- SUPPLIED ENTRIES

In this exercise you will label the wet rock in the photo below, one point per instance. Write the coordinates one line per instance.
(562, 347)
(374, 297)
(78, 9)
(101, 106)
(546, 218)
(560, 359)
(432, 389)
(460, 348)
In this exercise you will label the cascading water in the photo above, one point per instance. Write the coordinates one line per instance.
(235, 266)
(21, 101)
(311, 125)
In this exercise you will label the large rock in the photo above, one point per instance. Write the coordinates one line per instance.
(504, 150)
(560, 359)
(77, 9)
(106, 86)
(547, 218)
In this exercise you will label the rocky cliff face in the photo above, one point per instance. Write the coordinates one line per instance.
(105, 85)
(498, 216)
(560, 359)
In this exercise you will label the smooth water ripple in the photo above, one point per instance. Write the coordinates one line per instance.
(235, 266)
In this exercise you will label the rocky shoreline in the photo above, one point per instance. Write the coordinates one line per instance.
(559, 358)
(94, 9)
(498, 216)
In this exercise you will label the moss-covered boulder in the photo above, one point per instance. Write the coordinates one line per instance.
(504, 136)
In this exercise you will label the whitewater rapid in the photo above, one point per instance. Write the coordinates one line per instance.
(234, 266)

- TASK PROMPT
Transcribe exactly the line containing "In this exercise you will label the moss-covered" along with all later lines of the material, through its last line. Add nothing.

- OUTPUT OF THE TASK
In this exercise you will label the moss-covered boulder in the photo above, one point per instance. Write the coordinates one line per instance.
(504, 136)
In this exercise you will label the whitewater rapid in the photo above, one point per instance. Write the coordinates one line per instance.
(234, 266)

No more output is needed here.